* **Short problem 1**: Return the text on GRE tunnels word for word, from "The first step" up to and including "interface level commands.".

* **Text block**:
※
The first step in creating a GRE tunnel is to issue the interface tunnel [num]
global configuration command, where num is a locally significant interface
number. Tunnel interfaces default to Generic Route Encapsulation (GRE);
however this may by adjusted by issuing the tunnel mode [mode] interface level
command. Next, specify the source and destination IP addresses that the tunnel
will use for control traffic. From the perspective of devices in the transit path,
these addresses are the source and final destination of the GRE traffic. This is
accomplished by issuing the tunnel source [address] and tunnel destination
[address] interface level commands.
1
Pitfall
The most common problem seen with using GRE tunnels is an error in
route recursion. This error occurs when the outgoing interface for the
route to the tunnel destination is the tunnel interface itself. This results in
an infinite route recursion, which is eventually detected and causes the
tunnel to be disabled. In order to avoid this scenario, ensure that the route
to the tunnel destination is either filtered or poisoned as it is sent or
received out the tunnel interface.
※
* **The input**:
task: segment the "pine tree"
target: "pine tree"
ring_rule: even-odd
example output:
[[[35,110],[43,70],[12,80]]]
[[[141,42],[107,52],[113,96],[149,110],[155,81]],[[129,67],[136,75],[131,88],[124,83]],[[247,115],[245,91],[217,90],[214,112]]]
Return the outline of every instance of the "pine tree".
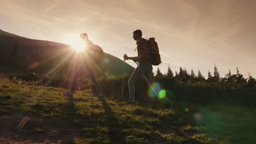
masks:
[[[246,83],[246,80],[243,77],[243,75],[240,74],[237,67],[236,67],[236,75],[234,75],[234,77],[237,83]]]
[[[179,78],[178,77],[179,77],[179,75],[178,74],[178,73],[177,73],[177,71],[175,70],[175,77],[178,79]]]
[[[199,70],[198,70],[197,77],[198,77],[198,79],[199,79],[199,80],[204,80],[204,79],[205,79],[205,77],[204,77],[202,75],[202,74],[201,73],[201,71],[200,71]]]
[[[160,77],[160,76],[162,76],[162,73],[160,71],[160,69],[159,68],[159,67],[158,67],[158,70],[156,70],[156,74],[155,75],[155,76],[156,77]]]
[[[170,77],[173,77],[173,73],[172,73],[169,65],[168,65],[168,70],[167,70],[167,76]]]
[[[219,82],[220,79],[219,73],[218,71],[218,69],[216,67],[216,65],[214,64],[214,72],[213,73],[213,78],[214,79],[215,81]]]
[[[237,75],[240,75],[240,71],[239,71],[237,67],[236,67],[236,74]]]
[[[13,49],[13,51],[11,51],[11,55],[13,57],[17,56],[19,52],[19,49],[18,47],[18,43],[16,43],[14,46],[14,48]]]
[[[209,70],[208,71],[208,79],[209,79],[209,78],[211,78],[211,77],[212,77],[212,74],[211,73],[211,71]]]
[[[184,76],[183,70],[182,69],[182,68],[181,67],[179,67],[179,72],[178,74],[178,76],[179,79],[183,78]]]
[[[196,76],[195,75],[195,73],[194,73],[193,69],[191,70],[191,74],[190,74],[190,77],[191,79],[195,78]]]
※
* **Short problem 2**: Identify each line of the listing above that contains the string "tree", and copy those lines. Case counts.

* **Solution 1**:
The first step in creating a GRE tunnel is to issue the interface tunnel [num]
global configuration command, where num is a locally significant interface
number. Tunnel interfaces default to Generic Route Encapsulation (GRE);
however this may by adjusted by issuing the tunnel mode [mode] interface level
command. Next, specify the source and destination IP addresses that the tunnel
will use for control traffic. From the perspective of devices in the transit path,
these addresses are the source and final destination of the GRE traffic. This is
accomplished by issuing the tunnel source [address] and tunnel destination
[address] interface level commands.

* **Solution 2**:
task: segment the "pine tree"
target: "pine tree"
Return the outline of every instance of the "pine tree".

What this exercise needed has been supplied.